Problems to solve:
**A.** In the essay about baseball lessons from the writer's father, which team did the father follow on his iPad?
**B.** Reproduce the ballfield essay word for word from "Going back a" to "Travelers boys afterwards.".

Text excerpt:
* * *

Life Lessons from the Ballfield & Beyond

August 18, 2023 by Mike Malone

After my father died last summer, my mother encouraged me to take whatever I wanted of his possessions from their home. She mentioned his suits hanging in the closet, but I don’t wear suits. She suggested his golf clubs, but I have my own set. She pointed to his many, many Seton Hall sweatshirts, but I didn’t go to Seton Hall. I was fine simply retaining memories of my father, not his material things.

We didn’t have a whole lot in common. He liked Fox News, and I like The New York Times. He enjoyed novels involving espionage, and I dig Nick Hornby.

But we always had baseball in common, even when we didn’t see eye to eye. When there wasn’t much to talk about, there were the Mets, good and bad. Mostly bad, but last year was pretty good. My father followed their games on his iPad most days from my folks’ home, and it gave him something to do, something to root for, when his health was failing. I’d heard about the nurse, rushing to my dad’s hospital room after he’d howled, only to find the Mets had gone ahead on a clutch hit.

Going back a few decades, when my father would drive me to a Little League game, he told me to ask myself, when I was in the field, with every new batter, what I would do if the ball came to me. Where are the baserunners? Where should my throw go?

My 40-and-over softball team just started its season, playing at Broadway Field in Hawthorne. Most of the players would qualify for a 50-and-over team. We don’t win much, but every guy is grateful to be taking the field at their advanced age, and just as grateful for a cold beer and some laughs with the Healy’s Travelers boys afterwards.

Many, many years after my father gave me some advice before a Little League game, I still ask myself before most every batter what I should do if it comes to me. My father’s wisdom goes beyond the ballfield. What do I do if and when it comes to me works in the office, as a parent and as a husband. Going through the routine slows things down a bit, and takes a bit of the anxiety out of angsty situations.

* * *

Information shown:
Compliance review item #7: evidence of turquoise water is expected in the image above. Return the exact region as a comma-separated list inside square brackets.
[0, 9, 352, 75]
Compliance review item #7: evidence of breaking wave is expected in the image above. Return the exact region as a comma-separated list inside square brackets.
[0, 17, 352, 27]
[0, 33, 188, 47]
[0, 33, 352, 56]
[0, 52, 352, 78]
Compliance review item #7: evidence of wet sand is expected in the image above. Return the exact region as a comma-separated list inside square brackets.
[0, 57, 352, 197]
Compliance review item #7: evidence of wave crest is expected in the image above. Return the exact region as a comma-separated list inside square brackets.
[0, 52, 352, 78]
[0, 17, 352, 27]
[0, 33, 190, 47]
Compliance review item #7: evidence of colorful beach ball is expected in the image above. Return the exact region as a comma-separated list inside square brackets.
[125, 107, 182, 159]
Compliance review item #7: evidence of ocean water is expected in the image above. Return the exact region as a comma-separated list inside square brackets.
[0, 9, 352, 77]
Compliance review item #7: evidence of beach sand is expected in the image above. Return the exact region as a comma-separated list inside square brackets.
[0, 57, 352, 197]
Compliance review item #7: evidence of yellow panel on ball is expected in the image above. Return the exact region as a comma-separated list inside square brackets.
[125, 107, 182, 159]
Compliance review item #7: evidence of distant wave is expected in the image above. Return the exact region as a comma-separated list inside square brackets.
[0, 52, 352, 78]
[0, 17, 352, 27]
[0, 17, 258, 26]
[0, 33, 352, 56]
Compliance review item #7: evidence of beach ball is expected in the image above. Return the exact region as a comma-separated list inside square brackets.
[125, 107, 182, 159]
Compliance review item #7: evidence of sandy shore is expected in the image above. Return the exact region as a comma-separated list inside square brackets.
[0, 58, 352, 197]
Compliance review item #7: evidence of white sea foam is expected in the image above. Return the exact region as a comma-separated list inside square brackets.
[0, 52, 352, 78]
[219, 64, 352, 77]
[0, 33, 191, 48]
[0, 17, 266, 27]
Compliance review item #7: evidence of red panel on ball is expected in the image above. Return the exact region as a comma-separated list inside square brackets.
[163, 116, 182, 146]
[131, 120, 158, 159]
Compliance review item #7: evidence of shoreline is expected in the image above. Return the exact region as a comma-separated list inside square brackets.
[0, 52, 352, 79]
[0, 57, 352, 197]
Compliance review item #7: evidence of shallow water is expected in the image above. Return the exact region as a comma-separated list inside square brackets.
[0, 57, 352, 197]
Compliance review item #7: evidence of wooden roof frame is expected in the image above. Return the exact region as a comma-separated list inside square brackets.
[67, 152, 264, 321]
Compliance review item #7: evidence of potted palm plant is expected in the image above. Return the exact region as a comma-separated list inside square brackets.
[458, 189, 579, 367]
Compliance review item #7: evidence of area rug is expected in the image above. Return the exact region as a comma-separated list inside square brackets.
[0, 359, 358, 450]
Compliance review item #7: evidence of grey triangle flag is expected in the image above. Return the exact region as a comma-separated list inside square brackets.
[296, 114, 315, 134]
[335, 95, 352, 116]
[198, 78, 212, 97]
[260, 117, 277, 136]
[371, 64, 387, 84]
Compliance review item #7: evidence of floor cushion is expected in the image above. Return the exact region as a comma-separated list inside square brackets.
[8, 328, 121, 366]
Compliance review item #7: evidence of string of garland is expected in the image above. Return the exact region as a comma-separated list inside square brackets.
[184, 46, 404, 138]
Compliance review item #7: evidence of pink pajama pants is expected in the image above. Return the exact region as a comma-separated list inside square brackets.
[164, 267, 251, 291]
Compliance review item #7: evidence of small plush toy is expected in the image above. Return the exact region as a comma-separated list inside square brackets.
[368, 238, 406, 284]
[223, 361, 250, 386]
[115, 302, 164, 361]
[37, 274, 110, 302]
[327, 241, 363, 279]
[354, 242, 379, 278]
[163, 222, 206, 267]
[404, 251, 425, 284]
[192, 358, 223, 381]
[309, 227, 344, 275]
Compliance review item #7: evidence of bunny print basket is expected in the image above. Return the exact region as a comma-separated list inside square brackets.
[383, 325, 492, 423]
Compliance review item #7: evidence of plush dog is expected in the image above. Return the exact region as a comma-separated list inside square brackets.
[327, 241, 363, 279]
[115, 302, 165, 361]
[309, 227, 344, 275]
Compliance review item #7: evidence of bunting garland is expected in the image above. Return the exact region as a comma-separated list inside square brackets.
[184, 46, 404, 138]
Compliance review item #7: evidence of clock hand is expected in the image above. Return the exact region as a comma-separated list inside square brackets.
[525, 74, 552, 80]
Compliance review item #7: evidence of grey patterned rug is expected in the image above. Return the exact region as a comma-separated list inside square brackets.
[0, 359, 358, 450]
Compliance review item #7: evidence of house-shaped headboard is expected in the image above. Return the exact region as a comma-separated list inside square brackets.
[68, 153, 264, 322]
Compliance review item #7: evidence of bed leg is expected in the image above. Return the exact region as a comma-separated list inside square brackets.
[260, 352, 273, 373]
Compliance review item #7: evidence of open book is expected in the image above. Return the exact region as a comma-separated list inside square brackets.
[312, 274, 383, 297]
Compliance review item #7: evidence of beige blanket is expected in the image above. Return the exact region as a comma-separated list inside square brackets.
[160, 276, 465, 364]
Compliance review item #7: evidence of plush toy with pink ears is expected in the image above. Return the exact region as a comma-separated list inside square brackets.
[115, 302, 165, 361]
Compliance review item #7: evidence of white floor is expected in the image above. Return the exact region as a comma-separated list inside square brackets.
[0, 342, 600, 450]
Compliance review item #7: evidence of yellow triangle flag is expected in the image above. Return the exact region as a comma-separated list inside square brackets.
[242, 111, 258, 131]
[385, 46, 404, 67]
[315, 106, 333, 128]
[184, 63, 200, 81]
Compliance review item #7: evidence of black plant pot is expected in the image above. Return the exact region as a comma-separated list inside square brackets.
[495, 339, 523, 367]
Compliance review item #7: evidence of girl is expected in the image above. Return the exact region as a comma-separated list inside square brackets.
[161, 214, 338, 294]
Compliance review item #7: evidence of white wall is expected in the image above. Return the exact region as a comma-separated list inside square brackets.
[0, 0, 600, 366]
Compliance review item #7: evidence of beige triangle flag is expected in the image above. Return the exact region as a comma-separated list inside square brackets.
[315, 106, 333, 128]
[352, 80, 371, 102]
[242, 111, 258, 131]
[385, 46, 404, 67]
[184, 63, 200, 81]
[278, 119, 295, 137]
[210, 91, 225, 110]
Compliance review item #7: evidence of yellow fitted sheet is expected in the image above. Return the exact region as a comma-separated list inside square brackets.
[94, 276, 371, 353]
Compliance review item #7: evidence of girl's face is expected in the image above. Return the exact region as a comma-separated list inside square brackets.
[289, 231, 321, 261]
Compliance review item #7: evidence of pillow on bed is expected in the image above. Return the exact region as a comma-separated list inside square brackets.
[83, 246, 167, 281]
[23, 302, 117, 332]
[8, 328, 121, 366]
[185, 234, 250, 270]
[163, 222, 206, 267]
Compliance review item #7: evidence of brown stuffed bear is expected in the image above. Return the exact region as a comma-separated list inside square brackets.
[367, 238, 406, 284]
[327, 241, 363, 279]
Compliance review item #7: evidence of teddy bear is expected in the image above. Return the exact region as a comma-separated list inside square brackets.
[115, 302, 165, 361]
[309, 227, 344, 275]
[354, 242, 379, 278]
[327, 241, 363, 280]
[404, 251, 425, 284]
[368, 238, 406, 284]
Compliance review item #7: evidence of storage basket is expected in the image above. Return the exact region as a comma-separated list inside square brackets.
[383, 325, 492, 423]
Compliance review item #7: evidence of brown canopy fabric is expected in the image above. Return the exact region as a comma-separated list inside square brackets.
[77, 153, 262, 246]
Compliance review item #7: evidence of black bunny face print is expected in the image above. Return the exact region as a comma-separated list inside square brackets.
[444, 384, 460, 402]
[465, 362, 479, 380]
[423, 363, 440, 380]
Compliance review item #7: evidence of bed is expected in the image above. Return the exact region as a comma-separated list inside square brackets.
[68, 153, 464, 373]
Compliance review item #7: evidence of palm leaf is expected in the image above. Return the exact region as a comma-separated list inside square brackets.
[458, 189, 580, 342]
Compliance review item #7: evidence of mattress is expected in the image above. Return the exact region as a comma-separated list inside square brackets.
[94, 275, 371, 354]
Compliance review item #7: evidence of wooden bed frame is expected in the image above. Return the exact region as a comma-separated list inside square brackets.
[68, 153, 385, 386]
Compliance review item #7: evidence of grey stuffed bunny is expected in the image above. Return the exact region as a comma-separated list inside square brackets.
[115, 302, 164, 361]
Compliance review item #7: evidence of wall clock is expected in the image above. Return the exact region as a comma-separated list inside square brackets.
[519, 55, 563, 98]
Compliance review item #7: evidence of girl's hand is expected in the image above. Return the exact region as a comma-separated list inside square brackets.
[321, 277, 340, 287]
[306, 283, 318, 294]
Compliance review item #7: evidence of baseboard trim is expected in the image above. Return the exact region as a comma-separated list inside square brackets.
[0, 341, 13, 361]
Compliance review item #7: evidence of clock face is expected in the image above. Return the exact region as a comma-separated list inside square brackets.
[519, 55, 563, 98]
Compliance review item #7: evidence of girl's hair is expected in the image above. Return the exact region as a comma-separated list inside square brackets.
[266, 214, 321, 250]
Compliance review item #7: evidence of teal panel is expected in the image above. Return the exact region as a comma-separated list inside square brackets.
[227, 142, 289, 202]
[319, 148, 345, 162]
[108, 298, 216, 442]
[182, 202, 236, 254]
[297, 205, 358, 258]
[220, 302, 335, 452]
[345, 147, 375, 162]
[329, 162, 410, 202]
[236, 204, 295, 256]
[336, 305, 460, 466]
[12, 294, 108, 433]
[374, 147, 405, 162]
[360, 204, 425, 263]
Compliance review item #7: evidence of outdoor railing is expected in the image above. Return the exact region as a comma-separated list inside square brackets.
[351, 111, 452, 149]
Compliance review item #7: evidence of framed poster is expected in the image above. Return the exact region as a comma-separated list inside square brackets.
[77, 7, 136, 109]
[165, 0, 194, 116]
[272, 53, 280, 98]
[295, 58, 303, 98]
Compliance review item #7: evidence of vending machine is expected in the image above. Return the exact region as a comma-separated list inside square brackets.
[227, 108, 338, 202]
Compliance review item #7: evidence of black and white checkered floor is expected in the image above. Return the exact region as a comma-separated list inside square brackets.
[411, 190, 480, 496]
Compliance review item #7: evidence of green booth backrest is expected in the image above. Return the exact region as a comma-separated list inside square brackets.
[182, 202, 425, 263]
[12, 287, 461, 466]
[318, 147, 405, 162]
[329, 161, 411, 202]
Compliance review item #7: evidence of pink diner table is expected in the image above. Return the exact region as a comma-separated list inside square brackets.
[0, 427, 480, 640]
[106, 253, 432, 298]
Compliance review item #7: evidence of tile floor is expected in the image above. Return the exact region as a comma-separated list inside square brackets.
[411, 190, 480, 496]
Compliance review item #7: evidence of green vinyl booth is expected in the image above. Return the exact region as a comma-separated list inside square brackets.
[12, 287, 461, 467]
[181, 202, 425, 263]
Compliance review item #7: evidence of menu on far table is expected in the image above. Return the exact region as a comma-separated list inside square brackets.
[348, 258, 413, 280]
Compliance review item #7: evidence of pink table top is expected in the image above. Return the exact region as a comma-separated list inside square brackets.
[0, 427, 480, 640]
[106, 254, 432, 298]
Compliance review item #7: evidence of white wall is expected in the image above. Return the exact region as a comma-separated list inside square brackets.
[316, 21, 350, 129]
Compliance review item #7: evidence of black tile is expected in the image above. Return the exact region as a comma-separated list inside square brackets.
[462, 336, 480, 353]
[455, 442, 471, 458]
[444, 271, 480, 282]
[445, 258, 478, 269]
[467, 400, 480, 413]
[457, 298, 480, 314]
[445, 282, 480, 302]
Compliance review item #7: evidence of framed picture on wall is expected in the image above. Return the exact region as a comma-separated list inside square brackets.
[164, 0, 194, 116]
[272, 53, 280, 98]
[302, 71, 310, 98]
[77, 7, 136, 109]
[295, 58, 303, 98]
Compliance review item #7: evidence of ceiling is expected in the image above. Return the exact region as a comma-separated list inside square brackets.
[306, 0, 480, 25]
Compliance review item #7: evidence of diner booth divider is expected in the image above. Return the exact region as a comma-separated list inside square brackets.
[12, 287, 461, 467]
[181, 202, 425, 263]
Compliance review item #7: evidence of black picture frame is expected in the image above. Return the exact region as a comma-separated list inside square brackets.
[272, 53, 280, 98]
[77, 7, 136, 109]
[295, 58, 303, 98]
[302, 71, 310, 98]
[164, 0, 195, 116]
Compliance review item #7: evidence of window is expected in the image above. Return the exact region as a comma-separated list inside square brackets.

* * *

Problem solutions:
**A.** The Mets.

**B.**
Going back a few decades, when my father would drive me to a Little League game, he told me to ask myself, when I was in the field, with every new batter, what I would do if the ball came to me. Where are the baserunners? Where should my throw go?

My 40-and-over softball team just started its season, playing at Broadway Field in Hawthorne. Most of the players would qualify for a 50-and-over team. We don’t win much, but every guy is grateful to be taking the field at their advanced age, and just as grateful for a cold beer and some laughs with the Healy’s Travelers boys afterwards.